<<<<

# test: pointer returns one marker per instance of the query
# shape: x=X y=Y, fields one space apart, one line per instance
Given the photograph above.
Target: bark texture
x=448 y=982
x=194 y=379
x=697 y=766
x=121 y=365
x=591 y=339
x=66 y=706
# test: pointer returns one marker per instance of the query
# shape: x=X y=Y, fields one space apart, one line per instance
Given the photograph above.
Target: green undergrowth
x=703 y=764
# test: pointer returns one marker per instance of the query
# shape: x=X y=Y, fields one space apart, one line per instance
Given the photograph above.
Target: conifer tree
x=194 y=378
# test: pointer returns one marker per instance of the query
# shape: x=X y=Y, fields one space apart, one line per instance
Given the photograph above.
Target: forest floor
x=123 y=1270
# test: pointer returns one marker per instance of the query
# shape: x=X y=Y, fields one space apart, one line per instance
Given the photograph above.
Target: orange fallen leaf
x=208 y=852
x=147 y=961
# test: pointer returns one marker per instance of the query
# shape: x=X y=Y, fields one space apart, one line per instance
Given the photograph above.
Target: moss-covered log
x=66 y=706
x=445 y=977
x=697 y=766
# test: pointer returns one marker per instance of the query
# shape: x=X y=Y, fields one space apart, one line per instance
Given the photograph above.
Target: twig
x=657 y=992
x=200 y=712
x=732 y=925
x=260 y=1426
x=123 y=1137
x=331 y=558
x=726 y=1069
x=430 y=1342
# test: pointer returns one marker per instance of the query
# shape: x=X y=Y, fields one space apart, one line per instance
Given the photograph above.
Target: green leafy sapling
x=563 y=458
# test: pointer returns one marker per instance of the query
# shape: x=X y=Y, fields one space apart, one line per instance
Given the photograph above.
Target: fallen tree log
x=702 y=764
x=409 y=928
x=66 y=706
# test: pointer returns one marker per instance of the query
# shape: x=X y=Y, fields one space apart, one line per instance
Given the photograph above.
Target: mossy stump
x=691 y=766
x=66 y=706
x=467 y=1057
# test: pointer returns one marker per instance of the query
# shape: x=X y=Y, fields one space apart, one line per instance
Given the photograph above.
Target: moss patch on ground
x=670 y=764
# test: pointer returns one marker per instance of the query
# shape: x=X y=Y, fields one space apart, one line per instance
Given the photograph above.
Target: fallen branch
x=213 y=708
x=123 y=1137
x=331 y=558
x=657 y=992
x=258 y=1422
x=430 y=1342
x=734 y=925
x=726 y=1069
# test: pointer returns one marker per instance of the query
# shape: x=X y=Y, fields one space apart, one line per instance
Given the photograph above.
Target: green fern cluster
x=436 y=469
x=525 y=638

>>>>

Return all of the entries exactly as written.

▶ **Answer to this task**
# test: pointer returns one marker per instance of the query
# shape: x=X y=Y, fields one space apart, one line per instance
Given the photograph above.
Target: bark texture
x=448 y=982
x=194 y=379
x=697 y=766
x=121 y=365
x=591 y=339
x=66 y=706
# test: pointer returns one marker per instance of the query
# shape: x=X y=Y, fields one space apart, one line per instance
Given the photograph above.
Target: green undergrowth
x=703 y=764
# test: pointer returns one marker per instance of the query
# shape: x=X y=Y, fields one space apart, one line per instance
Given the photograph above.
Target: conifer tree
x=194 y=378
# test: pointer returns one marker per instance of the query
# shape: x=X y=Y, fields one space apart, one line per instance
Given the photograph above.
Target: forest floor
x=123 y=1270
# test: pointer returns one marker per instance of the query
# shape: x=X y=Y, fields one space apart, one line per instance
Given the photograph above.
Target: orange fallen leaf
x=208 y=852
x=147 y=961
# test: pointer returns one marker per instance of the query
# shape: x=X y=Y, fields one space apart, one line per instance
Given the photograph above.
Target: moss-covered log
x=66 y=706
x=445 y=977
x=697 y=766
# test: pointer returns one marker per instance of the query
# shape: x=X y=Y, fields one space apart, one line per instance
Given the photograph above.
Target: twig
x=657 y=992
x=200 y=712
x=732 y=925
x=260 y=1426
x=123 y=1137
x=331 y=558
x=726 y=1069
x=430 y=1342
# test: pointer returns one marker per instance of the query
# shape: x=X y=Y, fields one space apart, one line per instance
Given the photograph above.
Target: green leafy sapling
x=563 y=458
# test: pointer returns one marker per instance of the query
# shape: x=X y=Y, fields one space apart, one line per instance
Given the photograph above.
Target: fallen tree log
x=702 y=764
x=409 y=928
x=66 y=706
# test: pointer returns one marker per instance of the query
# shape: x=X y=Y, fields one space apart, one line per instance
Given the photograph above.
Target: mossy stump
x=691 y=766
x=66 y=706
x=467 y=1057
# test: pointer returns one marker per instance of the query
# shape: x=X y=Y, fields one space apart, one line per instance
Given the photograph above.
Target: moss patch on ground
x=670 y=764
# test: pointer returns one marker per instance of the query
# shape: x=X y=Y, fields one space apart, one line per instance
Given the photograph above.
Target: fallen branch
x=213 y=708
x=123 y=1137
x=331 y=558
x=657 y=992
x=258 y=1422
x=430 y=1342
x=734 y=925
x=726 y=1069
# test: pointer returns one marker per instance of the query
# shape: x=X y=Y, fields one space apart, one line per instance
Given the photograph above.
Target: green fern cluster
x=436 y=469
x=525 y=638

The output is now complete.